(Natural-language object grounding data)
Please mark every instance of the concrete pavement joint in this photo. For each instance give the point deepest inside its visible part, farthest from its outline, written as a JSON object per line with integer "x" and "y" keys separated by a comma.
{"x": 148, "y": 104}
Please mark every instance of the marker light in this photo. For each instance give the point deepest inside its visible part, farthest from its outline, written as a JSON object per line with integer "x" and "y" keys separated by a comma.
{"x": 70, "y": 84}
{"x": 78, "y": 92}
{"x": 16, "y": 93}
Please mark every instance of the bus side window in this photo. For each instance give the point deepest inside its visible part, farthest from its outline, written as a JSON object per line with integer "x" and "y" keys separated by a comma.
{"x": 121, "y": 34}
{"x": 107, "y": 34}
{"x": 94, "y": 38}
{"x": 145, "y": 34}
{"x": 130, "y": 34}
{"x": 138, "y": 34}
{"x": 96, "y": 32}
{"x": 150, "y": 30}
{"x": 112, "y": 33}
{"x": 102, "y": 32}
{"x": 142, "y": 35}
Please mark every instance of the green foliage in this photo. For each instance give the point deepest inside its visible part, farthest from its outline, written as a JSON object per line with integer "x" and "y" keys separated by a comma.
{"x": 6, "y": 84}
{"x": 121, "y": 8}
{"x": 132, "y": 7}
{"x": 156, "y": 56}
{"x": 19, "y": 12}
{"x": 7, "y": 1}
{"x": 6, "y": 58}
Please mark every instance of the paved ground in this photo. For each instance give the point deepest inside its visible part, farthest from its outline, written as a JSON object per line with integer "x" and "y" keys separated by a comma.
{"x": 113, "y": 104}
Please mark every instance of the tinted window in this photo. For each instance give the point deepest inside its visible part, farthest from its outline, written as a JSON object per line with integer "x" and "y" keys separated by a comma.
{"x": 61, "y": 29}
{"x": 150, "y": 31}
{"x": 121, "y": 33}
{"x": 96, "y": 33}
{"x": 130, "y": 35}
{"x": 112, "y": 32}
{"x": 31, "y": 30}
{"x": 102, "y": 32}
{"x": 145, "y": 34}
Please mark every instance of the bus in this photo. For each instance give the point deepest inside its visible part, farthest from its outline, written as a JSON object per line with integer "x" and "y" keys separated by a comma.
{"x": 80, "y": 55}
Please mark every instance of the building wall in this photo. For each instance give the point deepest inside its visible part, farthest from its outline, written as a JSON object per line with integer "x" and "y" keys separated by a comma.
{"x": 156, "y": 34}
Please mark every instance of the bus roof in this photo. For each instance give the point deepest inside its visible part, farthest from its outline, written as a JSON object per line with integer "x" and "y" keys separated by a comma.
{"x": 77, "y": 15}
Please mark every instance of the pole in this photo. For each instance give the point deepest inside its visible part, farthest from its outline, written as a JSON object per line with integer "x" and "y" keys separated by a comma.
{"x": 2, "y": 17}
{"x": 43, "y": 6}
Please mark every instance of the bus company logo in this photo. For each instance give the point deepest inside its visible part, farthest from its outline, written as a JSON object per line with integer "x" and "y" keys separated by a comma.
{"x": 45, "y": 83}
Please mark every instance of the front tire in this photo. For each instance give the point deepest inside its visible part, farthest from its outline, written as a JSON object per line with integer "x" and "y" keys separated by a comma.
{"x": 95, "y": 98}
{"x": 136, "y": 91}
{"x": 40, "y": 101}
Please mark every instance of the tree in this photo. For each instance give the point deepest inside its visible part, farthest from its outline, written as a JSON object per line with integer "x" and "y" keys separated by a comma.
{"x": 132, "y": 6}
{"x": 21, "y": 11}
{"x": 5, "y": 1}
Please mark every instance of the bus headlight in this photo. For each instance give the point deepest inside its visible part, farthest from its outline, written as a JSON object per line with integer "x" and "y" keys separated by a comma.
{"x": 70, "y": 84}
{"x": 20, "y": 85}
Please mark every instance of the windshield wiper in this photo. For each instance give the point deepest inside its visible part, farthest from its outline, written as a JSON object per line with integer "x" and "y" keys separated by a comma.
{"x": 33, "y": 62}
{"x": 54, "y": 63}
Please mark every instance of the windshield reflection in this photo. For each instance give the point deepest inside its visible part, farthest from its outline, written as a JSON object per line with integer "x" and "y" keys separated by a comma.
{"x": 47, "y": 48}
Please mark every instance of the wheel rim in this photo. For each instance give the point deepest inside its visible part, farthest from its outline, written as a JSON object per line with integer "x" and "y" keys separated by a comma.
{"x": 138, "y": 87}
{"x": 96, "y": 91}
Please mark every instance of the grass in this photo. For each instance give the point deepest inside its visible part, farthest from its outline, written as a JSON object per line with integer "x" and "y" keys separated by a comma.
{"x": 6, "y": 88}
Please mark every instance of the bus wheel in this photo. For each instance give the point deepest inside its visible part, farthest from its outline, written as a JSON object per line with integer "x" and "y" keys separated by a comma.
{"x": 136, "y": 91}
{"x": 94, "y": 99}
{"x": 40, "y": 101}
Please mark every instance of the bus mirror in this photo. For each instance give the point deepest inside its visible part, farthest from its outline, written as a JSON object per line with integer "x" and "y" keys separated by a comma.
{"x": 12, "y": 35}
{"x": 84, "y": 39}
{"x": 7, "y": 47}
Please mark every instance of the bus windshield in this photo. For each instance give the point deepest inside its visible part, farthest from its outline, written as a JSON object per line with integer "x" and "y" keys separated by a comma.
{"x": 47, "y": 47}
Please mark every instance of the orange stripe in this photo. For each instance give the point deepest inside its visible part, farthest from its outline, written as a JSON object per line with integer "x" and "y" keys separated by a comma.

What this task involves: Every line above should be duplicated exactly as it stands.

Response to the task:
Please mark every instance of the concrete pavement joint in this photo. For each instance give the point deepest inside its visible part, farthest from its outline, written as a JSON object per line with integer "x" and "y" keys separated by a comma.
{"x": 148, "y": 104}
Please mark every instance of the marker light in this photo. For each instance give the point deepest inside its visible part, farthest from its outline, written as a JSON object per line with integer "x" and "y" keys separated by a comma.
{"x": 70, "y": 84}
{"x": 78, "y": 92}
{"x": 16, "y": 93}
Please mark every instance of the bus side window in this photo. For each instance give the point deepest inside its visible part, farthest from its outline, written as a JSON object per line with integer "x" and "y" keys separated by a comma.
{"x": 121, "y": 34}
{"x": 107, "y": 34}
{"x": 94, "y": 38}
{"x": 145, "y": 34}
{"x": 130, "y": 34}
{"x": 138, "y": 34}
{"x": 96, "y": 32}
{"x": 150, "y": 30}
{"x": 112, "y": 33}
{"x": 102, "y": 32}
{"x": 142, "y": 35}
Please mark every instance of the green foliage in this photo. For each instance give the point deepest inside its visible part, farthest from its outline, written as a JSON object per line with integer "x" and "y" keys separated by a comma.
{"x": 6, "y": 84}
{"x": 121, "y": 8}
{"x": 132, "y": 7}
{"x": 156, "y": 56}
{"x": 19, "y": 12}
{"x": 7, "y": 1}
{"x": 6, "y": 58}
Please mark every instance of the paved ground in this photo. For each instance give the point deepest inside its visible part, farthest from its outline, written as a JSON object per line with integer "x" and "y" keys separated by a comma.
{"x": 113, "y": 104}
Please mark every instance of the tinted window in this photo. For each instance give the point deepest inside its visible part, farthest from its outline, written as a JSON object per line with integer "x" and "y" keys separated by a comma.
{"x": 61, "y": 29}
{"x": 150, "y": 31}
{"x": 121, "y": 33}
{"x": 96, "y": 33}
{"x": 130, "y": 35}
{"x": 112, "y": 32}
{"x": 31, "y": 30}
{"x": 102, "y": 32}
{"x": 145, "y": 34}
Please mark every instance of the bus in this photo. For each instance give the point deepest inside its visible part, farthest from its outline, written as a JSON object per line with integer "x" and "y" keys separated by a comma.
{"x": 80, "y": 55}
Please mark every instance of the building wall in this photo. For each instance give the point deepest inside its visible part, farthest from its outline, written as a JSON object per line with integer "x" and "y" keys separated by a comma.
{"x": 156, "y": 34}
Please mark every instance of the bus roof in this photo. For each instance give the point deepest inside its visible part, farthest from its outline, written as a JSON object per line with integer "x" and "y" keys separated by a comma.
{"x": 77, "y": 15}
Please mark every instance of the pole in this photo. For each instance give the point deepest inside its visible part, farthest from its outline, written as a JSON object per line with integer "x" and "y" keys separated by a comma.
{"x": 2, "y": 17}
{"x": 43, "y": 6}
Please mark every instance of the bus company logo in this photo. For each instance give the point deepest inside its visible part, farthest from its outline, written as a JSON object per line with integer "x" and "y" keys separated by a comma.
{"x": 45, "y": 83}
Please mark every instance of the front tire in this photo. For each instance give the point deepest inside its visible part, farthest from its outline, written as a JSON object per line with integer "x" and "y" keys separated by a comma.
{"x": 95, "y": 98}
{"x": 136, "y": 91}
{"x": 40, "y": 101}
Please mark every instance of the tree in this photo. For each instance give the point deepest inside its visible part, farthest from its outline, written as a JSON object per line with integer "x" and "y" keys separated by a comma.
{"x": 132, "y": 6}
{"x": 21, "y": 11}
{"x": 5, "y": 1}
Please mark every instance of the bus headlight in this photo. For each instance give the point deepest inside its visible part, farthest from its outline, written as a JSON object per line with integer "x" and "y" keys separated by a comma.
{"x": 70, "y": 84}
{"x": 20, "y": 85}
Please mark every instance of the windshield wiper in this photo. For each instance give the point deepest inside its visible part, farthest from its outline, written as a JSON object per line with integer "x" and "y" keys separated by a comma.
{"x": 33, "y": 62}
{"x": 54, "y": 63}
Please mark every instance of the windshield reflection in this photo. For each instance give the point deepest inside its visible part, farthest from its outline, written as a JSON object per line with integer "x" and "y" keys separated by a comma.
{"x": 47, "y": 48}
Please mark every instance of the wheel rim in this photo. For each instance give the point deepest inside its visible part, farthest from its outline, written as a JSON object per line with integer "x" and "y" keys separated by a comma.
{"x": 138, "y": 87}
{"x": 96, "y": 91}
Please mark every instance of the grass in this photo. For each instance give the point deepest inside its visible part, farthest from its outline, written as a JSON object per line with integer "x" and "y" keys separated by a comma.
{"x": 6, "y": 88}
Please mark every instance of the bus wheel in this photo. For each instance give the point deepest inside its visible part, farthest from its outline, written as a JSON object per line with integer "x" and "y" keys separated by a comma.
{"x": 136, "y": 91}
{"x": 94, "y": 99}
{"x": 40, "y": 101}
Please mark every instance of the bus mirror in this photo. For each instance give the point deepest inside its visible part, farthest from its outline, written as a JSON object per line with integer "x" and "y" keys separated by a comma.
{"x": 12, "y": 35}
{"x": 84, "y": 39}
{"x": 7, "y": 47}
Please mark every instance of the bus windshield in this photo. For each instance give the point deepest inside its visible part, farthest from its outline, written as a JSON object per line with integer "x" and "y" keys separated by a comma.
{"x": 47, "y": 47}
Please mark every instance of the orange stripe in this photo. For each instance give the point deepest inside its visible part, farthest from its outline, written as a JSON object per line with integer "x" and "y" keys separated by a comma.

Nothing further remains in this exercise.